──────── 原文摘录 ────────

Skip to content

goodrain/rainbond-health-console

Repository files navigation

Rainbond Health Console

Rainbond 平台稳定性监控服务,用于监控平台关键基础设施和资源的健康状态,并通过 Prometheus metrics 接口暴露指标。

功能特性

P0 - 致命级别监控(平台核心基础设施)

  • 数据库连接监控:支持多个 MySQL 实例的连接健康检查
  • Kubernetes 集群监控
    • API Server 可用性
    • CoreDNS 服务状态和 DNS 解析
    • Etcd 集群健康
    • 存储类(StorageClass)可用性
  • 容器镜像仓库监控:支持多个 Registry 的连接检查
  • 对象存储监控:MinIO/S3 服务可用性

说明: 资源级别监控(磁盘空间、计算资源、节点状态)已迁移至 node-exporter 统一收集。

快速开始

前置要求

  • Go 1.21+
  • Kubernetes 集群(需要部署在集群内)
  • 访问 Kubernetes API Server 的权限

编译

# 克隆项目
git clone <repository-url>
cd rainbond-health-console

# 下载依赖
go mod download

# 编译
go build -o health-console .

配置

所有配置通过环境变量传递:

基础配置

环境变量 说明 默认值 必填
METRICS_PORT Metrics 暴露端口 9090
COLLECT_INTERVAL 采集间隔(如 30s, 1m) 30s
IN_CLUSTER 是否运行在 K8s 集群内 true

数据库配置(支持多实例)

格式:DB_N_*,其中 N 为实例编号(1, 2, 3, ...)

环境变量 说明 默认值 必填
DB_1_NAME 实例名称(用于 metrics label) -
DB_1_HOST 数据库主机地址 -
DB_1_PORT 数据库端口 3306
DB_1_USER 数据库用户名 root
DB_1_PASSWORD 数据库密码 -
DB_1_DATABASE 数据库名称 mysql

示例:

# 第一个数据库
export DB_1_NAME="internal"
export DB_1_HOST="mysql.database.svc.cluster.local"
export DB_1_PORT="3306"
export DB_1_USER="root"
export DB_1_PASSWORD="password"

# 第二个数据库
export DB_2_NAME="external"
export DB_2_HOST="192.168.1.100"
export DB_2_PORT="3306"
export DB_2_USER="root"
export DB_2_PASSWORD="password"

镜像仓库配置(支持多实例)

格式:REGISTRY_N_*,其中 N 为实例编号(1, 2, 3, ...)

环境变量 说明 默认值 必填
REGISTRY_1_NAME 实例名称(用于 metrics label) -
REGISTRY_1_URL Registry URL -
REGISTRY_1_USER 用户名 -
REGISTRY_1_PASSWORD 密码 -
REGISTRY_1_INSECURE 是否使用 HTTP false

示例:

# 第一个 Registry
export REGISTRY_1_NAME="internal"
export REGISTRY_1_URL="registry.cluster.local"
export REGISTRY_1_USER="admin"
export REGISTRY_1_PASSWORD="password"
export REGISTRY_1_INSECURE="false"

# 第二个 Registry
export REGISTRY_2_NAME="dockerhub"
export REGISTRY_2_URL="https://registry.hub.docker.com"

MinIO 配置

环境变量 说明 默认值 必填
MINIO_ENDPOINT MinIO 端点地址 - 否*
MINIO_ACCESS_KEY Access Key - 否*
MINIO_SECRET_KEY Secret Key - 否*
MINIO_USE_SSL 是否使用 SSL false

*注意:如果不配置 MINIO_ENDPOINT,将跳过 MinIO 监控。

示例:

export MINIO_ENDPOINT="minio.storage.svc.cluster.local:9000"

────────

# 任务要求
a: 下面三句话是否跟原文摘录一致？每句回答"是"或"否"，并照抄原文中起决定作用的文字。
(i) 磁盘空间的监控现在交给 node-exporter 统一收集。
(ii) COLLECT_INTERVAL 不设置时默认是 1m。
(iii) 没配置 MINIO_ENDPOINT 的话，MinIO 监控会被跳过。
b: 根据原文摘录回答下面三个问题：
(i) 前置要求里要求的 Go 版本是多少？
(ii) DB_1_PORT 的默认值是多少？
(iii) REGISTRY_1_INSECURE 的默认值是什么？

──────── 条目列表 ────────

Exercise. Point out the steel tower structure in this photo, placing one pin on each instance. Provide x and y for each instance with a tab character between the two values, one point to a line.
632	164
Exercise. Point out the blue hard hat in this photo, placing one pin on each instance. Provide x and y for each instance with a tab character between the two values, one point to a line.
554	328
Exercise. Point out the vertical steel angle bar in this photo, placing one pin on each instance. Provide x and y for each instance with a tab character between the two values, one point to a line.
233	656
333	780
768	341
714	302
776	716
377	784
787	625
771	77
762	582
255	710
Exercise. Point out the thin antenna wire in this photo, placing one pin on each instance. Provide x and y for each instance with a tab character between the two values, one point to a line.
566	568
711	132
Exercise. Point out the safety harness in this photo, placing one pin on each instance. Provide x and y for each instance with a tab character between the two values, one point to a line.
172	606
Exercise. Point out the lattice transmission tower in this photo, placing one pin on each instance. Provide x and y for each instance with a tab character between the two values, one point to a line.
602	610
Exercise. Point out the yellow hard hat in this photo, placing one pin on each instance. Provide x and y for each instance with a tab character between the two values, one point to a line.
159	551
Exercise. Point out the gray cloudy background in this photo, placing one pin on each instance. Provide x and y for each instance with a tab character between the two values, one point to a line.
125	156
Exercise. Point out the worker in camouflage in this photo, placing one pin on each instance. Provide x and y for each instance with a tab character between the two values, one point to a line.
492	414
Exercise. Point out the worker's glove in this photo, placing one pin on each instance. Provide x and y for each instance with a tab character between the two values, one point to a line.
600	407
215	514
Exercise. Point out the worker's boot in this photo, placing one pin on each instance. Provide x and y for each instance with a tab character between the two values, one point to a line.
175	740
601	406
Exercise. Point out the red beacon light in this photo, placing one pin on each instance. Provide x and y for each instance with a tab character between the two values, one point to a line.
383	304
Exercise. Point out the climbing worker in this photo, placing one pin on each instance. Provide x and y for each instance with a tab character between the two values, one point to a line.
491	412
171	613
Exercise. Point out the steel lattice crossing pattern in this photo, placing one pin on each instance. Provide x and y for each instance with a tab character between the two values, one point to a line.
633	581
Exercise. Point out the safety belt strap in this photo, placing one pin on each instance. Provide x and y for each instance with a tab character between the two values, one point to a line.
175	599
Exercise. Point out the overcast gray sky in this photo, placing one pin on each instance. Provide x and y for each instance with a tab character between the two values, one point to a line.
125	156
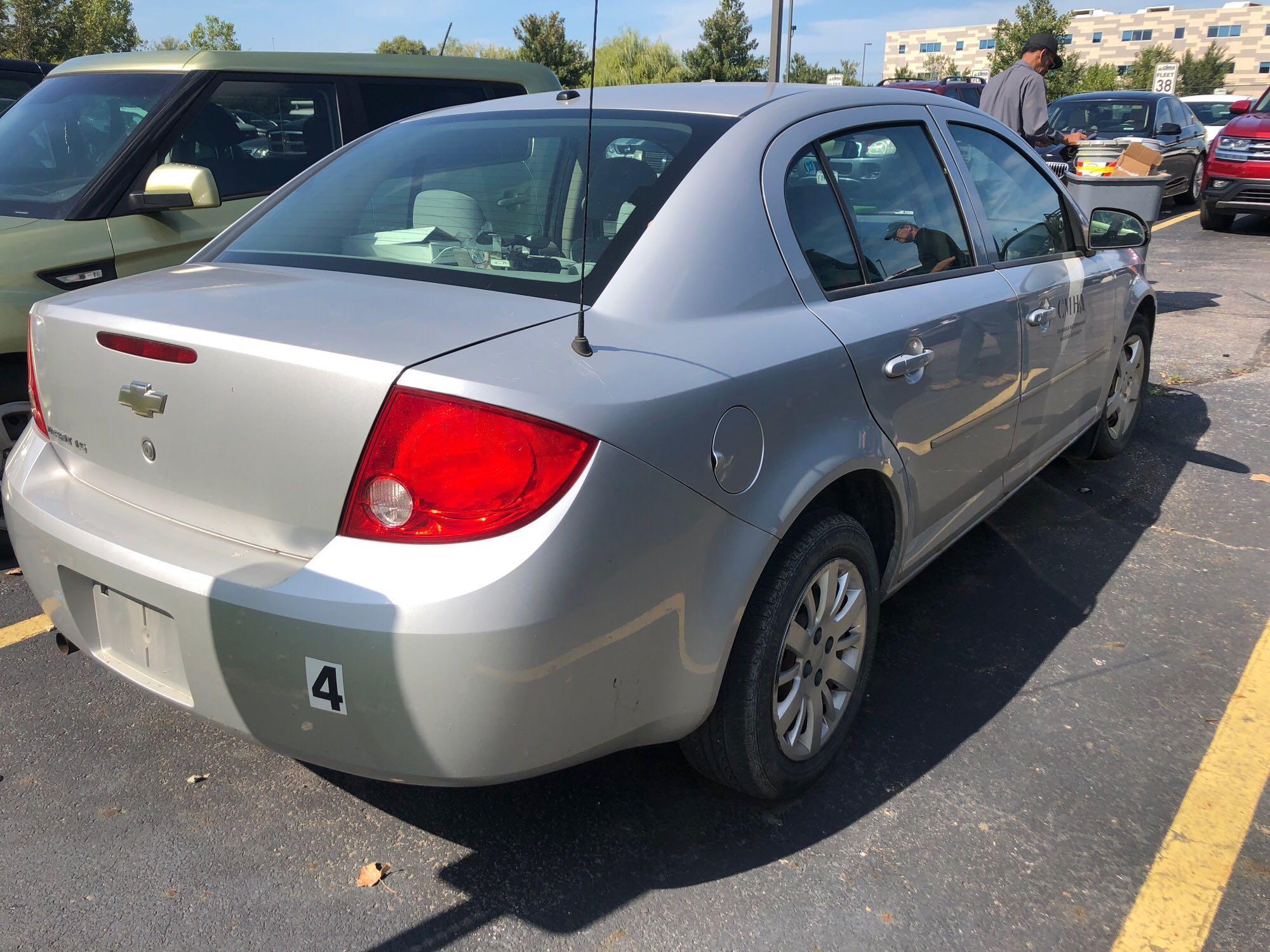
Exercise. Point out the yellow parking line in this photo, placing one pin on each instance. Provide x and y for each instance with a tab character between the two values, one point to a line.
1184	889
25	630
1160	225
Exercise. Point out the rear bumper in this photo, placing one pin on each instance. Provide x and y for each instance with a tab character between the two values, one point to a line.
1236	195
605	624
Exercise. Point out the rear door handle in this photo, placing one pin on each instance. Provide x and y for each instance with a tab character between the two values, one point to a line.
1041	318
904	365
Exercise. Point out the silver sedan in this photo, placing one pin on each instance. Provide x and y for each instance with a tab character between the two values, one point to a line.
355	483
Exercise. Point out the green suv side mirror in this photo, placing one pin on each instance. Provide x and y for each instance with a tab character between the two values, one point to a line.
1111	228
177	186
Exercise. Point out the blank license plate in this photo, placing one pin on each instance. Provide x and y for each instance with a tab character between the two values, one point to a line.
142	642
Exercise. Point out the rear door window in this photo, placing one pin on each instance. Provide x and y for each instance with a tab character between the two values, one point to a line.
257	135
389	101
901	202
819	224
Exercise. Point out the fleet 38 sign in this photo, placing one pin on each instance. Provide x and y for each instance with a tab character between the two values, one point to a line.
1165	79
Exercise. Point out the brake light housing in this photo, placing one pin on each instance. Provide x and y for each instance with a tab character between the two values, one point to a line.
37	412
444	469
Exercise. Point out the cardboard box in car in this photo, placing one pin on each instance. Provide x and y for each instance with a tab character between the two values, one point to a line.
1137	159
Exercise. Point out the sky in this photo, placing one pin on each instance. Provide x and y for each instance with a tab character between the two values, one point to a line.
827	32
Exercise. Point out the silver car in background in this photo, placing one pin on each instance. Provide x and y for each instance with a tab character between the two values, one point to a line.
342	484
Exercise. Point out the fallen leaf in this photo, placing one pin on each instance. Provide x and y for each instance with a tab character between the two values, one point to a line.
373	874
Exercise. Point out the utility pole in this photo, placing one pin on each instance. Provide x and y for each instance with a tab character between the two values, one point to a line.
789	46
774	56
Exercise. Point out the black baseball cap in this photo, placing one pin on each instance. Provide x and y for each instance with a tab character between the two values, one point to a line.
1048	43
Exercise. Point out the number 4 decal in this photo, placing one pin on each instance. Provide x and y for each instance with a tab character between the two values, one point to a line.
326	682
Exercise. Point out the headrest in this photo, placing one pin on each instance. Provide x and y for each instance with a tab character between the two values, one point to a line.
454	211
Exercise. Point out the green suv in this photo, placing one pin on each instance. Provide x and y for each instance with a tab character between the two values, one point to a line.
124	163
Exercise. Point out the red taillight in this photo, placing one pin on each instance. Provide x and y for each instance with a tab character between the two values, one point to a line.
440	469
144	347
37	412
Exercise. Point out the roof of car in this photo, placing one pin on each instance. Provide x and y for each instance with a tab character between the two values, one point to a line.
22	67
1118	96
534	78
716	98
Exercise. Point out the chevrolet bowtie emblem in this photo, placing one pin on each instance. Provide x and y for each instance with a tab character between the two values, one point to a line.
142	400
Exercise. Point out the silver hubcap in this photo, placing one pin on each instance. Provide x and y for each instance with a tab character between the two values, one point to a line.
1126	388
13	422
820	659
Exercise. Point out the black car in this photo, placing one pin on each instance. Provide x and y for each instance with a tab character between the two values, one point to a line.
1159	116
18	78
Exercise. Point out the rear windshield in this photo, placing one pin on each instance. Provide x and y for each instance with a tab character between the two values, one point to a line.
486	200
1103	119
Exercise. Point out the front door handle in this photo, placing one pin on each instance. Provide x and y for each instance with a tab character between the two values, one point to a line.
1041	318
904	365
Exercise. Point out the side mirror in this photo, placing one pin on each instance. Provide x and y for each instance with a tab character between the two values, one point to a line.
176	186
1111	228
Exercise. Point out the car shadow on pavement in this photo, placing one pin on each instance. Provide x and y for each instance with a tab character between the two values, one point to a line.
959	643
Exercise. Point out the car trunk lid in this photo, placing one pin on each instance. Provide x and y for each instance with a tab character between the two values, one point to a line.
260	437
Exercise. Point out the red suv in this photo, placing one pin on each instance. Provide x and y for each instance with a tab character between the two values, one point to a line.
968	89
1238	178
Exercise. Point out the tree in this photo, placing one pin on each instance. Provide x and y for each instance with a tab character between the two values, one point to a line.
1012	36
1142	70
1201	76
98	27
1099	78
632	59
36	31
213	34
402	44
485	51
805	72
544	41
727	50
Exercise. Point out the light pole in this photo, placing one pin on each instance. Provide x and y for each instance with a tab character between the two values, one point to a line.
789	46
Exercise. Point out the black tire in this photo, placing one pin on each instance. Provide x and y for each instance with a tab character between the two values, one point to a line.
1193	186
739	744
1109	441
1212	220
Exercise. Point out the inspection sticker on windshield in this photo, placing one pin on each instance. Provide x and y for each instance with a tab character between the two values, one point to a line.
326	682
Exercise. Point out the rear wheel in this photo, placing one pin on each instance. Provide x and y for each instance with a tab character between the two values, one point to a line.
1212	220
1197	185
798	670
15	416
1123	406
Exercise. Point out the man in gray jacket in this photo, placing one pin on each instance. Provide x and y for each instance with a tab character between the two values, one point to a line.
1017	97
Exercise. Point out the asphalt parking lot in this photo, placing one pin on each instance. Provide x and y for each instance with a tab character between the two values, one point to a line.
1042	701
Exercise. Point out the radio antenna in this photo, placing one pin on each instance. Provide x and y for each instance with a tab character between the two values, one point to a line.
581	346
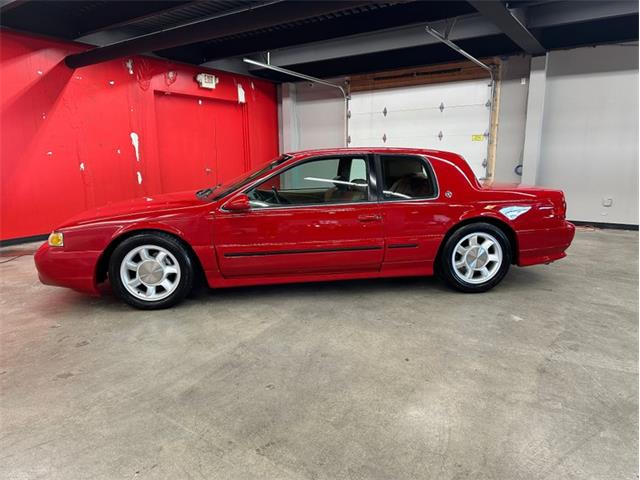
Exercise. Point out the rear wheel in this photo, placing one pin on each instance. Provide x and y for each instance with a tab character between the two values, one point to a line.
151	271
475	258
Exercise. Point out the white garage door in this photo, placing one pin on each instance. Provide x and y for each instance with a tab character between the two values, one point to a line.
446	116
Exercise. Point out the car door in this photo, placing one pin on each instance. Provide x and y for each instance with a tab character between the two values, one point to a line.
412	211
317	216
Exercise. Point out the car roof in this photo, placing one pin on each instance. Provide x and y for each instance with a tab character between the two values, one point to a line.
437	156
330	151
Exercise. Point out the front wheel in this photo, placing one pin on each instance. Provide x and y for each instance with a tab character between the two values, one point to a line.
151	271
475	258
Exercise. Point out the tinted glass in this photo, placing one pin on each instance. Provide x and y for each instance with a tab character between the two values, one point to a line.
329	180
406	177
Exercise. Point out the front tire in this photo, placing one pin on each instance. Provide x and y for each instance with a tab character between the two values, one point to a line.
475	258
151	271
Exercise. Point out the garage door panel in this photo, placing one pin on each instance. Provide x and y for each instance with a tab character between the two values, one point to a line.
447	116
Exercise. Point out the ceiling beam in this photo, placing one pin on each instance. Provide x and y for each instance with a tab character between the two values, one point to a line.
496	12
472	26
110	16
253	18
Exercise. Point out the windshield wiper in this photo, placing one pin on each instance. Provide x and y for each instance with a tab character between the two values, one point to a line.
205	192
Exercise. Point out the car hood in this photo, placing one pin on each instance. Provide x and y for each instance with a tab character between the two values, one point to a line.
137	207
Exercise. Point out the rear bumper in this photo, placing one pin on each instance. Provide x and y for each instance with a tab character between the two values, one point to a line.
74	270
544	245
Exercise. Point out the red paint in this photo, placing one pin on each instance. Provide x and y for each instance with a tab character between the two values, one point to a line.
66	144
310	243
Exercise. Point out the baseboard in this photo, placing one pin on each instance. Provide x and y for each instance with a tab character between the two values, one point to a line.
613	226
19	240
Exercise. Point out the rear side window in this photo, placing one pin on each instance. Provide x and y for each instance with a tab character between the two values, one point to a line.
406	177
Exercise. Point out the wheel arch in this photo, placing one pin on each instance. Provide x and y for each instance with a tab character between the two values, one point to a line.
102	266
507	229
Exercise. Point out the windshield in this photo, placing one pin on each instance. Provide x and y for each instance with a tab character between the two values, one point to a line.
223	189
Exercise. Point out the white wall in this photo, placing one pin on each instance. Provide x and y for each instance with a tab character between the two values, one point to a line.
311	116
589	144
588	139
514	90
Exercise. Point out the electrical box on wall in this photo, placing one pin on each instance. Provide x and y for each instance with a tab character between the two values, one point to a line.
207	80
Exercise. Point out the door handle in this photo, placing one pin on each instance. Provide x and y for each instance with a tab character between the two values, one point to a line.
369	218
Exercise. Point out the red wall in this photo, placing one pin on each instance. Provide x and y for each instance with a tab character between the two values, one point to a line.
66	135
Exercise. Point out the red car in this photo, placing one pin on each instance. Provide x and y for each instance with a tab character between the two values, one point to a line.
313	216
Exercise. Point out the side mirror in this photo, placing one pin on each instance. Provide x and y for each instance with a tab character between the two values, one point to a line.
238	204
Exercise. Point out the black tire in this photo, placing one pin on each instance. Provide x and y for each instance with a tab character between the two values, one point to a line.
445	262
162	240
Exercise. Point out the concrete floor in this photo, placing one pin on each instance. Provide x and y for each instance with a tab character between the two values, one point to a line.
391	379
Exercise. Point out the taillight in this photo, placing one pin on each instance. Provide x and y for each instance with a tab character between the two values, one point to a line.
561	207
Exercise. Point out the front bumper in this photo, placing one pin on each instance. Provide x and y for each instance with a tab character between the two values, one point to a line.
544	245
62	268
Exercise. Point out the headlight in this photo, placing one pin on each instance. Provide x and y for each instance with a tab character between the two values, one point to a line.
56	239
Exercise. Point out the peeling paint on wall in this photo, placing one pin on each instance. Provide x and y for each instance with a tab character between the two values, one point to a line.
88	121
135	141
241	98
129	65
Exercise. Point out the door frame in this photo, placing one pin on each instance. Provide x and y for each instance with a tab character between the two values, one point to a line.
373	195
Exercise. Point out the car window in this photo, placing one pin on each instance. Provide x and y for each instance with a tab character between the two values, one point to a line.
406	177
327	180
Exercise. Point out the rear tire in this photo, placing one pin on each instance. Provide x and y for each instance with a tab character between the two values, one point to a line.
475	258
151	271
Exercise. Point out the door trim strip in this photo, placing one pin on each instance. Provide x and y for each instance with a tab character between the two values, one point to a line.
294	252
404	245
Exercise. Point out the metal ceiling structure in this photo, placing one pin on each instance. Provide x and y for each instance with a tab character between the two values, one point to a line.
317	37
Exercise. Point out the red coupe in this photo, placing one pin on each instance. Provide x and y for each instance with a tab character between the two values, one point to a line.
313	216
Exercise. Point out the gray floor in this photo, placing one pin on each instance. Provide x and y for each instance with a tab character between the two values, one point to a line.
390	379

────────

# 书面回答
a:
(i) 是。"资源级别监控(磁盘空间、计算资源、节点状态)已迁移至 node-exporter 统一收集。"
(ii) 否。"COLLECT_INTERVAL 采集间隔(如 30s, 1m) 30s"
(iii) 是。"如果不配置 MINIO_ENDPOINT,将跳过 MinIO 监控。"

b:
(i) Go 1.21+
(ii) 3306
(iii) false